## Énoncé du problème a
Filtrez les entrées et ne gardez que les lignes qui contiennent la chaîne « below ».

## Extrait de page

----------------

Ces trois jeunes femmes incroyables, nouvelles passionarias venues du froid, inconscientes autant qu’elles sont courageuses, n’ont pas encore, à cette heure obtenu de soutien du monde politique occidental. Entre le département d’état américain qui s’inquiète mollement de l’atteinte à la liberté d’expression à Angela Markel critiquant, faussement grave, une peine de prison démesurée, Cécile Duflot porte, avec l’élégance qu’on lui a déjà reproché lors de se sinterventions à l’Assemblée nationale, la cagoule pour soutenir les Pussy Riot.

L’Europe est-elle tant tributaire du gaz russe que François Hollande ne s’offusque pas d’une atteinte aussi violente à la liberté d’expression artistique ? Un pouvoir totalitaire s’exprime souvent en bridant la créativité et l’accès à l’art ou la religion. Les exemples ne manquent pas, notamment au travers d’autodafés dont le plus tristement célèbre est celui du 10 mai 1933 à Berlin lors duquel des montagnes de livres furent brûlés sur la place de l’Opéra.

Leur courage doit déranger le fait que nous en manquons !

----------------

## Extraits de données
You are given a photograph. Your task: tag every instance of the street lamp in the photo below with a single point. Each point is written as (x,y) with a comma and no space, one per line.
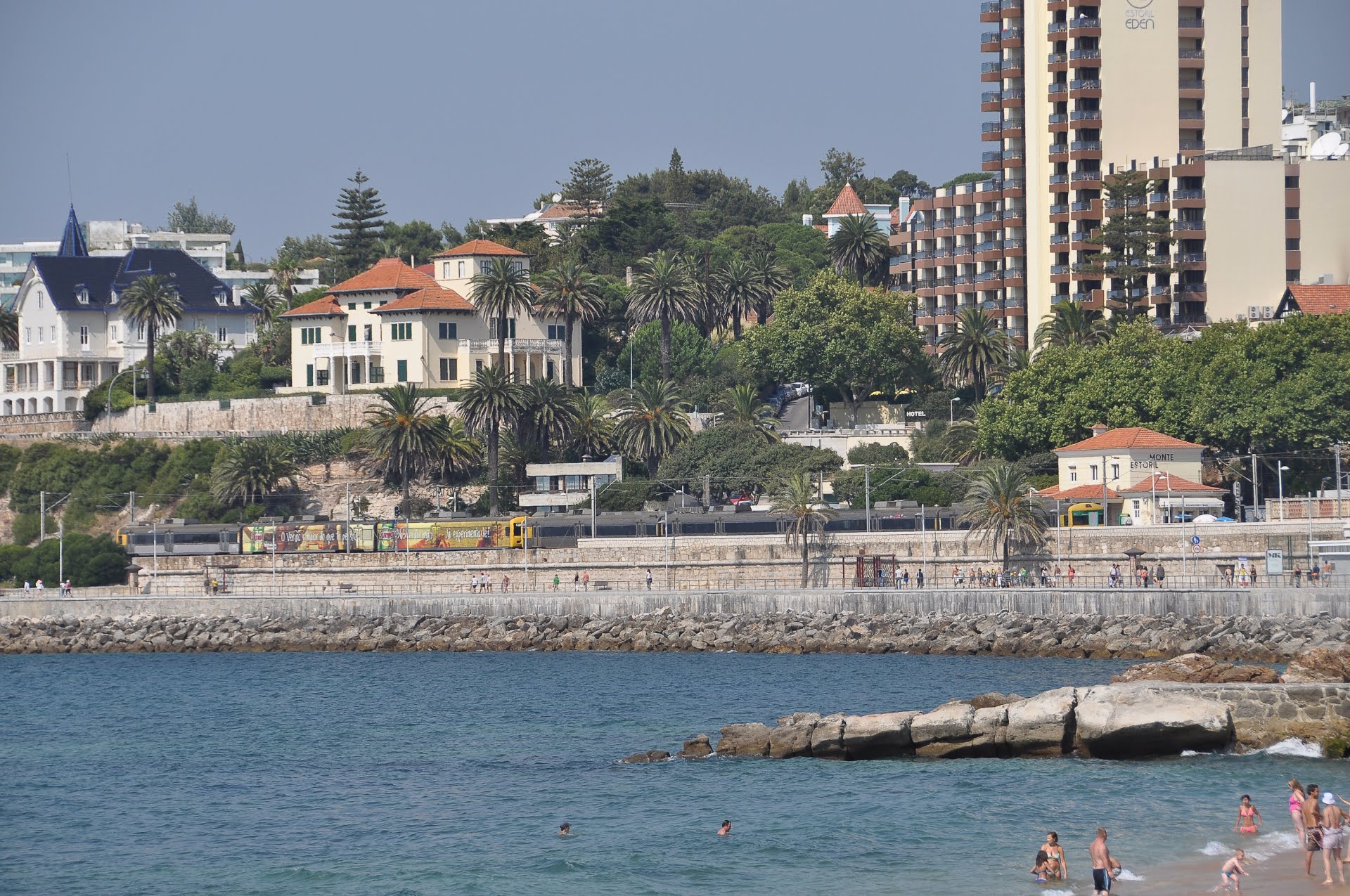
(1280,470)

----------------

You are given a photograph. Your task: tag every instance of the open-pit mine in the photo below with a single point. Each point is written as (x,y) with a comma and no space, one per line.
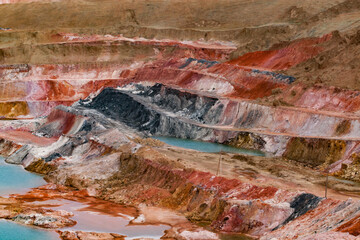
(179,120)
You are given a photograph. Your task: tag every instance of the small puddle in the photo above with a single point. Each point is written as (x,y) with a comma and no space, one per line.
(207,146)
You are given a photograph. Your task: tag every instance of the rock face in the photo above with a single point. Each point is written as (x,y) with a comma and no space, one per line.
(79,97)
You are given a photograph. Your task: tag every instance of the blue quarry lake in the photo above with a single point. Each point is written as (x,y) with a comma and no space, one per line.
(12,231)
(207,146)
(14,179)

----------------

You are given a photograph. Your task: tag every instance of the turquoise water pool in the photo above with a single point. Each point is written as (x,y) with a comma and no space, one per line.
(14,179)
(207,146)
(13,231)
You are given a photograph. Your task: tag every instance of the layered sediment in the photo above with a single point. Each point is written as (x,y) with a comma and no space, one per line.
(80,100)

----------------

## Énoncé du problème b
Répondez à ces questions sur le texte consacré aux Pussy Riot :
(i) Que porte Cécile Duflot pour soutenir les Pussy Riot ?
(ii) De quoi l'Europe est-elle peut-être tributaire, selon la question posée au sujet de François Hollande ?
(iii) À quelle date a eu lieu l'autodafé de Berlin, et sur quelle place ?

## Solution a
You are given a photograph. Your task: tag every instance of the street lamp in the photo below with a single point. Each point is written as (x,y) with a comma and no space, one per line.
You are given a photograph. Your task: tag every instance of the open-pit mine in the photo below with a single point. Each point is written as (x,y) with a comma and no space, one per line.

## Solution b
(i) La cagoule.
(ii) Du gaz russe.
(iii) Le 10 mai 1933, sur la place de l'Opéra.